(Excerpts of location labeling data)
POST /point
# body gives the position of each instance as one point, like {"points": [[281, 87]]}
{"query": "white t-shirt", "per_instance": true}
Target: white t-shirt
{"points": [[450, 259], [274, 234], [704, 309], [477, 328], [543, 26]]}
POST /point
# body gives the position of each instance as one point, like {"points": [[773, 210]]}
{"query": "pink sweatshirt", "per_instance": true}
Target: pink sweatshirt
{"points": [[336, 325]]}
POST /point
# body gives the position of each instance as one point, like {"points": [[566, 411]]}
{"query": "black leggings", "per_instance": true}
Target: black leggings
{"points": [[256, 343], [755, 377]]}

...

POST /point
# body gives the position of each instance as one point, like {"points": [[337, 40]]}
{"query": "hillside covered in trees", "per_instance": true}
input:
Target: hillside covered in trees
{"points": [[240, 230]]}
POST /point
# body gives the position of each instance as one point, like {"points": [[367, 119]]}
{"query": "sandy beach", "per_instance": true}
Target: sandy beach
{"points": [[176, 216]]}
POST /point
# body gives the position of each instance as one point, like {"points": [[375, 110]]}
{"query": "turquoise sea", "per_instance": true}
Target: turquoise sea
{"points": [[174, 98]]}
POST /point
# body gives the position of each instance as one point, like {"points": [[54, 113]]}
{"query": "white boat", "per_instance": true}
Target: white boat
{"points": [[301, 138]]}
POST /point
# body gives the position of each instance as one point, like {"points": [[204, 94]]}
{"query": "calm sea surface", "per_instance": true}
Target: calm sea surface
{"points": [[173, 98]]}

--

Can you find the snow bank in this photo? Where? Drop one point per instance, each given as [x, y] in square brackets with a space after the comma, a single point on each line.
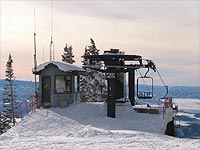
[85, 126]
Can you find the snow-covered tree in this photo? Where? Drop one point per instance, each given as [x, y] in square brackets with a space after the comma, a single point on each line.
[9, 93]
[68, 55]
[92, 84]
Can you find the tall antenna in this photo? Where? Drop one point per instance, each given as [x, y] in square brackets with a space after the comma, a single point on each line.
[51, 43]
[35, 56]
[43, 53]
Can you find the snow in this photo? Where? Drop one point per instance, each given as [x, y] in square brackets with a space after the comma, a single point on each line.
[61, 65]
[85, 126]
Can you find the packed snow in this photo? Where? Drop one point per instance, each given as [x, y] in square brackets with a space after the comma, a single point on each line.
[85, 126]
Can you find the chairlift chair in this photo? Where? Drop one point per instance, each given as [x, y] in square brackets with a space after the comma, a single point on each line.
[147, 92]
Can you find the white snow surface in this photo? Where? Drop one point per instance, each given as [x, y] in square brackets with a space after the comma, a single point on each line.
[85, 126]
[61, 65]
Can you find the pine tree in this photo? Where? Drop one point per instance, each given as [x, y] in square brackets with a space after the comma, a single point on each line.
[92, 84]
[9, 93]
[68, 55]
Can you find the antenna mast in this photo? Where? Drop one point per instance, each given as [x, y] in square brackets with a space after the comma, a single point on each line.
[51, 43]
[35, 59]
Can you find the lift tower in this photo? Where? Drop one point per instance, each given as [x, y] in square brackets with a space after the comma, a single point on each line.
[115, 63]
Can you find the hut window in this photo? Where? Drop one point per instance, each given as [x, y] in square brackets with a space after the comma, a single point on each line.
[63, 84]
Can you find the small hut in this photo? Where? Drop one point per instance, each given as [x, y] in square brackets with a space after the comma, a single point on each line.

- Exercise requirements
Reproduce every line of the records from the one containing "Can you find the tall" down through the one containing "Can you find the small", keeping each line in place. Scale every answer coordinate by 2.3 and round it to a whole number, with halves rounded up.

- Task result
Can you find the tall antenna in this photo? Where? Drop one point per instance, each given as [x, y] in square brackets with a space after the comma, a single point on each line.
[117, 99]
[81, 129]
[99, 122]
Can you find the snow in this photo? Where? Drop one point per instance, each given as [x, y] in square brackets with a space after the comma, a single point on each line.
[140, 150]
[196, 290]
Can you find the packed snow in this photo? Where? Drop one point per instance, each given as [x, y] in square brackets with a space after the comma, a single point on each line.
[196, 290]
Can you find the chairlift chair in this photo? Where? Drop one point per instance, each given as [x, y] in square brackets with a space after the comma, a single point on each line.
[338, 212]
Can you find the white snow surface in this photo? Where? Drop one point per instance, each given as [x, y] in square brackets with a space after the comma, a single point on each line.
[196, 290]
[140, 150]
Can you find the pine tree in this photo? Where? Drop one point per instance, each given as [x, y] in square brackets with a space after the comma, a single point on each line.
[212, 193]
[21, 214]
[156, 127]
Can you find the antenna mast in this photo? Where? Drop one point per instance, each given as [x, y] in square brackets with a space after the comma, a single point on each line.
[117, 99]
[81, 136]
Can you find the lift tower in this photo? Where? Drop one point per instance, each given as [x, y] in square brackets with a space after the comma, a single point on each line.
[265, 145]
Can you find the hut window in this photo? Where? Drop one point per instance, each given as [x, y] in square brackets with a space after the comma, a single point on each line.
[145, 193]
Can you find the small hut in this photo? Where? Drop one point per instance, each given as [x, y] in square brackets with a space after the comma, a single point on each line.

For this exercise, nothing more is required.